## GIVEN EXERCISE
Copy the lines of the listing from the one containing "Where is each instance of the group" through the one containing "point(254, 225)", inclusive, and change "stone pillar" to "stone column" while keeping everything else the same.

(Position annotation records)

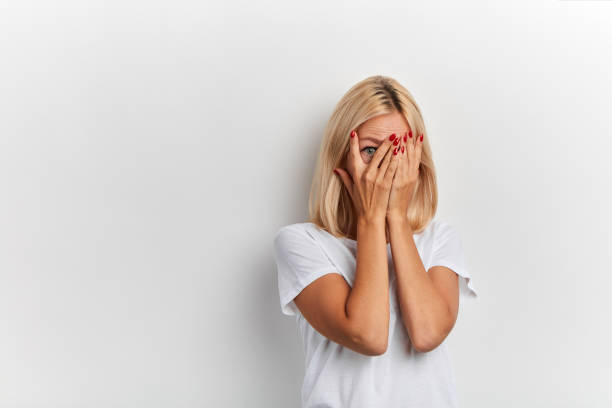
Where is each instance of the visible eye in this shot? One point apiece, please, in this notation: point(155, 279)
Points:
point(368, 151)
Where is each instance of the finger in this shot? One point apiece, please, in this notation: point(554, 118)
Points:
point(390, 155)
point(418, 150)
point(394, 162)
point(381, 151)
point(354, 162)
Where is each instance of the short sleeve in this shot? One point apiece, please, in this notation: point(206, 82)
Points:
point(448, 251)
point(300, 260)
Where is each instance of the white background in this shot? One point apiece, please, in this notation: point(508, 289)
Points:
point(150, 150)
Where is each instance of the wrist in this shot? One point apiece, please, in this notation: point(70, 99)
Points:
point(371, 220)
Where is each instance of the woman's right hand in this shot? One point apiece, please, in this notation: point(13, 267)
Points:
point(369, 185)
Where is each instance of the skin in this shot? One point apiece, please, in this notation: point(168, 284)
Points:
point(428, 300)
point(357, 317)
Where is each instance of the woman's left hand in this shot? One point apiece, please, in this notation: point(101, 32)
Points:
point(406, 175)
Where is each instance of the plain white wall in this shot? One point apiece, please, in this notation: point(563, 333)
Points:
point(150, 150)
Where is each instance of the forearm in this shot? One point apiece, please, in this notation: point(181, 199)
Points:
point(368, 302)
point(424, 311)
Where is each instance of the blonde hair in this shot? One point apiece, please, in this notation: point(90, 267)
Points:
point(329, 203)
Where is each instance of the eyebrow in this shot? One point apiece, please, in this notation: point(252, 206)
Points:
point(371, 139)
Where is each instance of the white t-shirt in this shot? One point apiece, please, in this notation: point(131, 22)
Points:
point(338, 377)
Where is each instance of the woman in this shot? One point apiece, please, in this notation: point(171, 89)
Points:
point(373, 278)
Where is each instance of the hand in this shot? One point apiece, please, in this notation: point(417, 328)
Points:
point(406, 176)
point(368, 184)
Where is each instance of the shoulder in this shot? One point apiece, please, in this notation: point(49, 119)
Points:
point(298, 233)
point(441, 227)
point(297, 229)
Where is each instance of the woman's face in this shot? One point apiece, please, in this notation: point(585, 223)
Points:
point(373, 132)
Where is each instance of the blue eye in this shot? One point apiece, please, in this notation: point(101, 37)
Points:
point(369, 147)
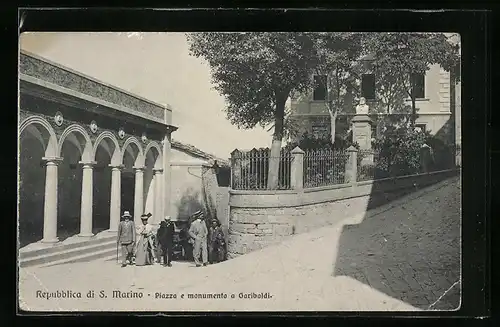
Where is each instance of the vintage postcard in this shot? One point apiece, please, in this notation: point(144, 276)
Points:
point(249, 171)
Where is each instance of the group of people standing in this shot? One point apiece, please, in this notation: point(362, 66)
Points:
point(146, 245)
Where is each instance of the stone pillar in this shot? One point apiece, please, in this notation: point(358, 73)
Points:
point(166, 185)
point(138, 194)
point(351, 168)
point(158, 196)
point(50, 201)
point(115, 200)
point(87, 198)
point(297, 169)
point(236, 169)
point(362, 134)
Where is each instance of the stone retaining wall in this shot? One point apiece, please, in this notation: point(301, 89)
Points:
point(254, 225)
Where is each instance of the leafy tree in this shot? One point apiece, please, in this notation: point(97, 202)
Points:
point(399, 56)
point(257, 73)
point(337, 55)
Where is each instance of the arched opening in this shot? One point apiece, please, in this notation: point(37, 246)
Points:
point(150, 162)
point(34, 143)
point(74, 146)
point(131, 154)
point(102, 185)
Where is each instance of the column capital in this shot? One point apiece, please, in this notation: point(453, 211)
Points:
point(120, 167)
point(87, 163)
point(52, 160)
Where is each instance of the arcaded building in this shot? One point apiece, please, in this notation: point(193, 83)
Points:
point(87, 152)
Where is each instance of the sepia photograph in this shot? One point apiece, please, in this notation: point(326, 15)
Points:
point(239, 171)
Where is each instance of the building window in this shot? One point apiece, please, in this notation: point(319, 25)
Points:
point(320, 131)
point(368, 86)
point(419, 85)
point(420, 127)
point(320, 89)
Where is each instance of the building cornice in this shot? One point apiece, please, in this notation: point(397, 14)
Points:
point(43, 69)
point(56, 93)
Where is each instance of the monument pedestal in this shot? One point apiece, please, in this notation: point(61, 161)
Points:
point(362, 134)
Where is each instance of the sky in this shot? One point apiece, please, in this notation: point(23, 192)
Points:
point(158, 67)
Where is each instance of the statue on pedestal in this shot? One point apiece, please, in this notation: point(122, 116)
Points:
point(362, 107)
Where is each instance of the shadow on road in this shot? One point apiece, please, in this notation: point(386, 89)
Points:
point(410, 252)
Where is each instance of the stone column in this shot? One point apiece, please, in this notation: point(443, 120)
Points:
point(87, 199)
point(166, 187)
point(138, 194)
point(158, 195)
point(351, 169)
point(115, 200)
point(297, 169)
point(50, 201)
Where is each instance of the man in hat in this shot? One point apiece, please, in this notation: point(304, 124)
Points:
point(126, 237)
point(145, 245)
point(165, 236)
point(216, 242)
point(198, 232)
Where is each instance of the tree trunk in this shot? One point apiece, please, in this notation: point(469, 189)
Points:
point(274, 160)
point(413, 116)
point(413, 111)
point(333, 120)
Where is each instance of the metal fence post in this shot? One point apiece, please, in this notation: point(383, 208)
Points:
point(351, 169)
point(297, 169)
point(235, 169)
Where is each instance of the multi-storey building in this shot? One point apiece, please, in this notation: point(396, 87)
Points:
point(437, 103)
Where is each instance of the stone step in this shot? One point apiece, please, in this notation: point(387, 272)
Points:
point(62, 247)
point(105, 253)
point(77, 252)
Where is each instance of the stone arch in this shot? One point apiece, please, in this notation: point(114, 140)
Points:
point(36, 140)
point(139, 157)
point(83, 143)
point(114, 154)
point(158, 154)
point(46, 136)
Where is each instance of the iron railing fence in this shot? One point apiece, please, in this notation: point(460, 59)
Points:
point(250, 170)
point(324, 167)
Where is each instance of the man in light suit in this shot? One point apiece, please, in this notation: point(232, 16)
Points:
point(198, 232)
point(126, 237)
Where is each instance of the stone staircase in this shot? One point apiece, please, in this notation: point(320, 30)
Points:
point(102, 245)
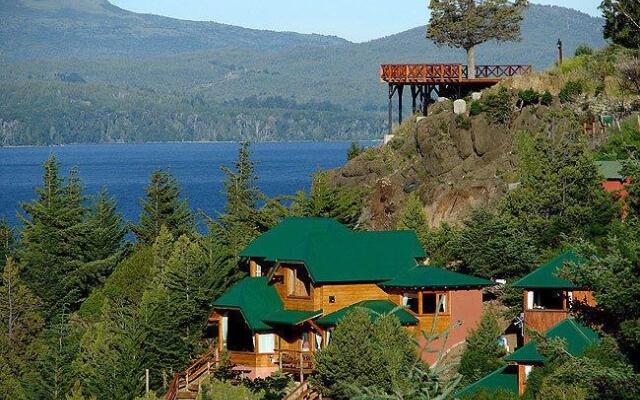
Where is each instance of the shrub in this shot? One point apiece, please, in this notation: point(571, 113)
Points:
point(354, 151)
point(528, 97)
point(546, 99)
point(498, 105)
point(475, 108)
point(463, 122)
point(583, 50)
point(570, 91)
point(379, 355)
point(629, 76)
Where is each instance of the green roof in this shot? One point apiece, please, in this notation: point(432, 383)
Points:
point(546, 276)
point(375, 308)
point(254, 298)
point(504, 378)
point(290, 317)
point(576, 336)
point(423, 277)
point(335, 254)
point(611, 170)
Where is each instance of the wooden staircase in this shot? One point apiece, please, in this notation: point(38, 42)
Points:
point(303, 392)
point(186, 385)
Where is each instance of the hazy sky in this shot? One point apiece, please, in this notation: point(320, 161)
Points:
point(356, 20)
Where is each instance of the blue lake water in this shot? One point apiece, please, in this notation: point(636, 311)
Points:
point(124, 170)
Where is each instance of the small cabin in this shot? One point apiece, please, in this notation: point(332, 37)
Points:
point(548, 302)
point(306, 274)
point(547, 297)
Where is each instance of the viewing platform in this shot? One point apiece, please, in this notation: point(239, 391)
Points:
point(441, 80)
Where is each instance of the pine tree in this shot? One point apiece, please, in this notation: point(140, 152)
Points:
point(467, 23)
point(163, 206)
point(106, 228)
point(483, 354)
point(242, 220)
point(6, 240)
point(622, 22)
point(53, 240)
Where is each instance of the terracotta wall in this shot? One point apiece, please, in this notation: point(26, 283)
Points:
point(466, 307)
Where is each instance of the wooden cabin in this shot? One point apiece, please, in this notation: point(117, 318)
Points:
point(307, 273)
point(548, 298)
point(548, 301)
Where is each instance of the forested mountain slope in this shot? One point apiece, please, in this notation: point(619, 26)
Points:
point(87, 71)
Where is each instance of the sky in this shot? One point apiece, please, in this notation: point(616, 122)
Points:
point(355, 20)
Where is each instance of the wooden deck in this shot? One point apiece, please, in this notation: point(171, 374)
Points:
point(437, 74)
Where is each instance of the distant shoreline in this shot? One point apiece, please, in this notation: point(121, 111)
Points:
point(188, 142)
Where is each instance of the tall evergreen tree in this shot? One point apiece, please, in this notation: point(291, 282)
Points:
point(622, 22)
point(6, 240)
point(467, 23)
point(53, 240)
point(242, 220)
point(483, 354)
point(106, 228)
point(162, 205)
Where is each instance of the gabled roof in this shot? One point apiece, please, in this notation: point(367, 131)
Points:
point(335, 254)
point(576, 336)
point(611, 170)
point(504, 378)
point(546, 276)
point(254, 298)
point(430, 277)
point(376, 308)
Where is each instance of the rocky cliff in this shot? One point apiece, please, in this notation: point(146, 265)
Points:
point(452, 163)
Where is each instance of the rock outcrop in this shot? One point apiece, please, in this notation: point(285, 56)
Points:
point(452, 166)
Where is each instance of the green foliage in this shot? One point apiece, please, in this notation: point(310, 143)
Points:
point(546, 99)
point(328, 200)
point(499, 105)
point(7, 240)
point(162, 206)
point(475, 108)
point(376, 355)
point(218, 390)
point(528, 97)
point(570, 91)
point(483, 354)
point(623, 143)
point(242, 220)
point(493, 246)
point(622, 20)
point(560, 191)
point(354, 151)
point(583, 50)
point(462, 122)
point(413, 218)
point(470, 23)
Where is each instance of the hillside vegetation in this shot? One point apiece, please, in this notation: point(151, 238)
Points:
point(81, 71)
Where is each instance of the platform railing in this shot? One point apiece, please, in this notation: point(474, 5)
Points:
point(447, 73)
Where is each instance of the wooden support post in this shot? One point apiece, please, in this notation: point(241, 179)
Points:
point(391, 90)
point(400, 90)
point(146, 382)
point(280, 352)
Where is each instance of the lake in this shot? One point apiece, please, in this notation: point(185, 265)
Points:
point(124, 170)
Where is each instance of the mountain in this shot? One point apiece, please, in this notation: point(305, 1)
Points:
point(87, 71)
point(88, 28)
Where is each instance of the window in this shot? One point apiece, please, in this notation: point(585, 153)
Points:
point(410, 300)
point(267, 343)
point(299, 282)
point(548, 299)
point(432, 302)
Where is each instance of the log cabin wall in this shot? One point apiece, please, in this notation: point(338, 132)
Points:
point(332, 298)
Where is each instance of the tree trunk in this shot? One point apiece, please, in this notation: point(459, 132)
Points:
point(471, 62)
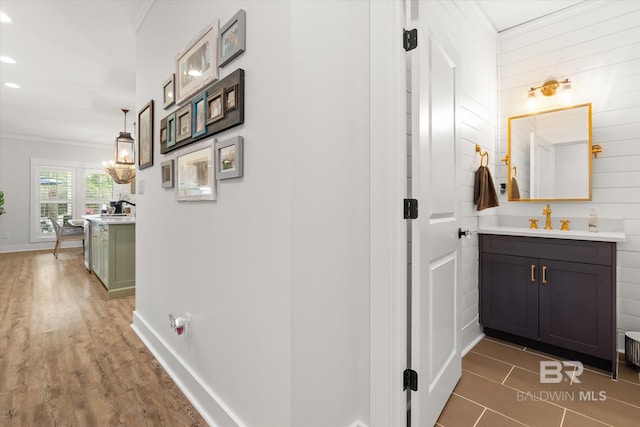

## SOLUTION TO THE EXERCISE
Where is each instance of the group of people standing in this shot? One point apiece, please, in this notation: point(362, 66)
Points:
point(146, 245)
Where is each instance of the stone column in this shot? One point apiece, please, in this notation: point(358, 73)
Points:
point(166, 185)
point(138, 194)
point(351, 168)
point(158, 196)
point(50, 201)
point(115, 200)
point(87, 198)
point(297, 169)
point(236, 169)
point(362, 134)
Where is each instance of the stone retaining wall in this shot? One point apiece, please, in this notation: point(301, 89)
Points:
point(254, 225)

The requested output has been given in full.